TASK PROMPT
Each line from the first entry to the line with "19L525 13L520 1L253", both included, is to be returned unchanged, with any pictures dropped.

Saved entries
--- START ---

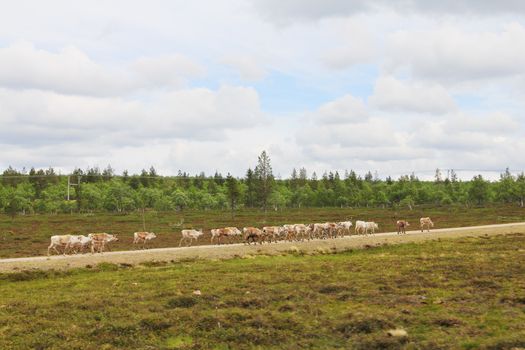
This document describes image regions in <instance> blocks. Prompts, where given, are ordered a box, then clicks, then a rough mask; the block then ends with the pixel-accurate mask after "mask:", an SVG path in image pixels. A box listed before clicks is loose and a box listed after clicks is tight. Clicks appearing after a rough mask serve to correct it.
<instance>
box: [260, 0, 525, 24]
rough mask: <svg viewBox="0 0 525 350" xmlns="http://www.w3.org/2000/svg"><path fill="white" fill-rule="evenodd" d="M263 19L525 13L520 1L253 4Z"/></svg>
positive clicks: (389, 1) (268, 1) (325, 0)
mask: <svg viewBox="0 0 525 350" xmlns="http://www.w3.org/2000/svg"><path fill="white" fill-rule="evenodd" d="M252 1H253V3H254V4H255V7H256V8H257V9H258V10H259V12H260V13H261V15H262V16H263V17H264V18H266V19H267V20H270V21H273V22H276V23H278V24H289V23H290V22H292V21H293V20H303V21H306V20H320V19H323V18H327V17H344V16H352V15H359V14H369V13H373V12H389V11H393V12H396V13H399V14H428V15H439V14H443V15H469V14H471V15H483V16H485V15H494V14H516V13H521V14H523V13H525V4H524V3H523V2H522V1H520V0H500V1H497V2H495V1H492V0H463V1H457V0H442V1H428V0H375V1H370V0H324V1H317V0H252Z"/></svg>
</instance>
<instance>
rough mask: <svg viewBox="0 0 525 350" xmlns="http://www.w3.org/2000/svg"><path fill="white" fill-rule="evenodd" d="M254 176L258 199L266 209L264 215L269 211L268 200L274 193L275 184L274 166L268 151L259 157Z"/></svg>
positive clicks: (263, 153)
mask: <svg viewBox="0 0 525 350" xmlns="http://www.w3.org/2000/svg"><path fill="white" fill-rule="evenodd" d="M254 175H255V179H256V185H257V187H256V188H257V197H258V200H259V203H260V204H261V205H262V207H263V209H264V213H265V214H266V212H267V210H268V198H269V197H270V194H271V193H272V188H273V182H274V178H273V174H272V166H271V164H270V157H269V156H268V154H267V153H266V151H262V153H261V155H260V156H259V158H258V161H257V166H256V167H255V171H254Z"/></svg>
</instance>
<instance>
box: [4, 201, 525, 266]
mask: <svg viewBox="0 0 525 350" xmlns="http://www.w3.org/2000/svg"><path fill="white" fill-rule="evenodd" d="M422 216H430V217H432V219H433V221H434V223H435V224H436V228H446V227H460V226H474V225H484V224H500V223H508V222H518V221H525V209H524V208H519V207H516V206H495V207H487V208H464V207H454V206H451V207H435V208H420V207H418V208H415V209H414V210H408V209H393V208H387V209H378V208H302V209H286V210H283V211H269V212H268V214H267V216H266V217H265V216H264V213H263V212H261V211H259V210H253V209H252V210H242V211H239V212H238V213H237V215H236V217H235V218H234V219H233V220H232V219H231V216H230V212H228V211H219V210H210V211H203V210H188V211H184V212H148V213H147V215H146V229H147V230H149V231H153V232H155V233H157V234H158V238H157V239H155V240H154V241H153V242H151V243H148V245H150V246H151V247H152V248H153V247H170V246H177V245H178V244H179V240H180V230H181V227H179V226H177V225H176V224H178V223H180V222H184V225H183V226H184V228H203V229H204V230H205V232H209V230H210V229H212V228H217V227H225V226H237V227H245V226H257V227H262V226H266V225H282V224H286V223H309V222H327V221H331V222H334V221H342V220H346V219H351V220H352V221H355V220H367V221H376V222H378V223H379V231H380V232H385V231H394V230H395V229H396V228H395V222H396V220H398V219H407V220H408V221H409V222H410V223H412V225H413V226H412V228H414V229H417V223H418V222H419V218H420V217H422ZM142 230H143V228H142V216H141V215H140V214H139V213H137V212H133V213H130V214H108V213H95V214H73V215H68V214H61V215H26V216H16V217H14V218H13V217H10V216H6V215H0V258H9V257H24V256H37V255H43V254H46V251H47V246H48V245H49V237H50V236H52V235H60V234H87V233H89V232H108V233H117V234H119V235H120V241H119V242H118V243H116V244H114V245H113V248H112V249H113V250H129V249H133V248H134V247H133V246H132V240H133V232H135V231H142ZM209 239H210V236H209V235H208V234H206V235H204V236H203V237H202V238H201V239H200V241H199V242H198V244H209V243H210V241H209Z"/></svg>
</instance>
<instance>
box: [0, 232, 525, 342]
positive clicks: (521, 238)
mask: <svg viewBox="0 0 525 350" xmlns="http://www.w3.org/2000/svg"><path fill="white" fill-rule="evenodd" d="M524 261H525V235H523V234H515V235H509V236H493V237H484V238H464V239H456V240H441V241H434V242H429V243H424V244H420V245H416V244H405V245H399V246H383V247H377V248H371V249H365V250H356V251H349V252H344V253H337V254H326V255H311V256H310V255H308V256H300V255H285V256H278V257H264V256H261V257H255V258H253V259H233V260H227V261H187V262H183V263H175V264H166V265H160V266H159V265H158V264H154V263H151V264H144V265H141V266H136V267H130V266H116V265H110V264H104V265H102V266H96V267H93V268H92V269H78V270H70V271H68V272H52V271H51V272H49V271H48V272H42V271H35V272H20V273H15V274H6V275H0V295H1V299H0V348H1V349H29V348H32V349H33V348H34V349H47V348H54V349H244V348H246V349H248V348H259V349H271V348H274V349H282V348H288V349H298V348H321V349H332V348H344V349H352V348H355V349H375V348H383V349H398V348H406V349H449V348H453V349H458V348H459V349H461V348H462V349H477V348H482V349H511V348H513V347H524V346H525V279H524V278H523V276H525V264H523V262H524ZM195 290H200V291H201V292H202V295H194V294H193V291H195ZM395 328H400V329H403V330H405V331H406V332H407V333H408V336H407V337H391V336H389V335H387V331H388V330H390V329H395Z"/></svg>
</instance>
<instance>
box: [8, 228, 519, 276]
mask: <svg viewBox="0 0 525 350" xmlns="http://www.w3.org/2000/svg"><path fill="white" fill-rule="evenodd" d="M510 233H525V222H524V223H512V224H501V225H485V226H471V227H460V228H447V229H436V230H432V231H431V232H430V233H427V232H424V233H421V232H420V231H407V234H405V235H398V234H397V233H395V232H387V233H378V234H374V235H368V236H361V235H360V236H355V235H352V236H346V237H344V238H337V239H328V240H312V241H309V242H308V241H305V242H280V243H272V244H263V245H259V244H258V245H244V244H229V245H221V246H216V245H201V246H194V247H182V248H158V249H149V250H132V251H118V252H107V253H104V254H95V255H92V254H83V255H68V256H61V255H60V256H51V257H47V256H41V257H30V258H13V259H0V272H14V271H21V270H33V269H42V270H48V269H58V270H60V269H68V268H78V267H85V266H86V265H91V266H93V265H96V264H99V263H102V262H107V263H115V264H132V265H134V264H138V263H141V262H146V261H180V260H189V259H228V258H233V257H239V256H240V257H243V256H247V255H257V254H265V255H276V254H282V253H285V252H289V251H291V250H294V251H297V250H301V251H304V252H313V251H316V250H326V249H328V250H335V251H337V250H345V249H349V248H363V247H365V246H375V245H381V244H401V243H409V242H424V241H428V240H435V239H438V238H460V237H468V236H471V237H474V236H485V235H500V234H510Z"/></svg>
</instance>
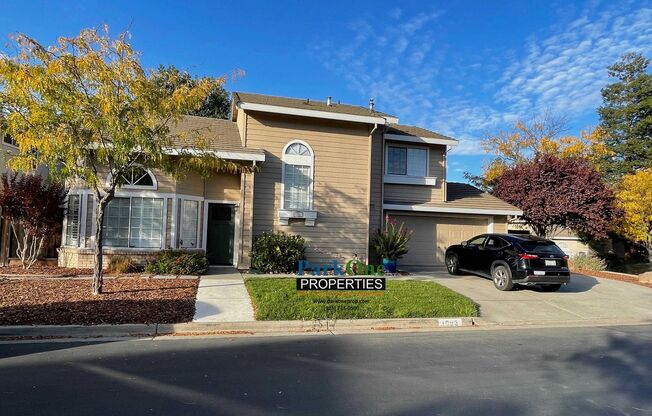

--- END ---

OUTPUT BELOW
This document describes image regions in <instance> blocks. Prompts, where given, are ordered a box, then clicks, then a rough mask; the block then ends with the pixel-accurate mask after "mask:", an SVG path in image pixels. A box listed before clicks is loose and a box listed after clicks is tight. Clicks appearing after a rough mask serve to correct it.
<instance>
box: [260, 0, 525, 24]
rough mask: <svg viewBox="0 0 525 350" xmlns="http://www.w3.org/2000/svg"><path fill="white" fill-rule="evenodd" d="M263 19L525 13L520 1L253 4Z"/></svg>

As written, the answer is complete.